**The task:**
All records are to be retyped faithfully and completely.

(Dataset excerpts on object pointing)
'''

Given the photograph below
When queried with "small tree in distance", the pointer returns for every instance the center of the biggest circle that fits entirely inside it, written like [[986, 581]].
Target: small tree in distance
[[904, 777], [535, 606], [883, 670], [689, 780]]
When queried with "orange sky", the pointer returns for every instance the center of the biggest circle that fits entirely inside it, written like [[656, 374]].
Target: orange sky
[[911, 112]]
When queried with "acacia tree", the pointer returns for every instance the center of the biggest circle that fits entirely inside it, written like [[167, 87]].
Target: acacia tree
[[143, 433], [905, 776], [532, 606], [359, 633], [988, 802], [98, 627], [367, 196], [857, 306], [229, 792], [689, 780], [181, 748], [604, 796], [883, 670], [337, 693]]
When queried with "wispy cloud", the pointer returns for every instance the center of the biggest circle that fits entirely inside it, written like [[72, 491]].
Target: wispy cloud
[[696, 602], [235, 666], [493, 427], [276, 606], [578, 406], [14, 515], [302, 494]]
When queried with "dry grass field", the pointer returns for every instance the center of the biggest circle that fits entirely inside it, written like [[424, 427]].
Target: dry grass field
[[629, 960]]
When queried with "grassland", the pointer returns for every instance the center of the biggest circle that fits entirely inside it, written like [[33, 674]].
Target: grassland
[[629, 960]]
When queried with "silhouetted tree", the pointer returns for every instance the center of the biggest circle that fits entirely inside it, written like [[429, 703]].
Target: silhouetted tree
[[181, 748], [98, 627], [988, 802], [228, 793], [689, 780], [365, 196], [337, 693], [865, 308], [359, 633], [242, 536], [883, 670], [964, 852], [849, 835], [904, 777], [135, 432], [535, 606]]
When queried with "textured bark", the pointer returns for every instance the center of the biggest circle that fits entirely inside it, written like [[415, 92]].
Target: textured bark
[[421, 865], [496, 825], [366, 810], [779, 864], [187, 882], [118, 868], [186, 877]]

'''

**The solution:**
Given the photograph below
When queried with "small tree in distance", the pointer returns for every instance the center of the biggest circle that fits entirely inside it, written like [[986, 581]].
Target: small tree in distance
[[904, 777], [535, 606], [883, 670], [689, 780]]
When queried with "orange sky", the pointer returns for every instance the center of the biggest circle that fits entirely inside it, written like [[656, 374]].
Target: orange sky
[[911, 112]]
When queried with "acacia tree", the pointer returns for every instance the center of the biggest circle that fits entirely inside it, written like [[167, 87]].
Target: acacia tree
[[143, 433], [905, 776], [532, 606], [359, 633], [988, 802], [98, 627], [367, 196], [857, 306], [229, 792], [689, 780], [181, 748], [604, 796], [883, 670], [337, 693]]
When queried with "wispy cloud", the pointer returns for every instance the center of the biggest circle that fits entirely inside it, written like [[72, 491]].
Target: wispy cloud
[[696, 602], [235, 666], [493, 427], [276, 606], [578, 406], [14, 515], [302, 494]]
When queried with "dry grass field", the pointer returns for every instance the center of the biggest circle that fits entirely inside it, written like [[424, 427]].
Target: dry grass field
[[629, 960]]
When queried with "grassland", the pointer returns for every instance the center of the biggest circle that fits entirely inside it, written like [[33, 674]].
Target: grassland
[[629, 960]]
When queried with "silhouetted tree", the pointer returns for every instance the center of the biggest circle that fits entirely inside it, written like [[429, 703]].
Target: silhouetted tree
[[181, 748], [98, 627], [988, 802], [228, 793], [689, 780], [365, 196], [337, 693], [865, 308], [359, 633], [242, 536], [883, 670], [964, 852], [849, 835], [904, 777], [135, 432], [535, 606]]
When queried with "textured bark", the pointer returns for every instance the center of the biggest circle that fits entirely inside it, written like [[415, 92]].
Target: textured bark
[[421, 865], [496, 825], [366, 810], [779, 864], [187, 882], [118, 868], [186, 877]]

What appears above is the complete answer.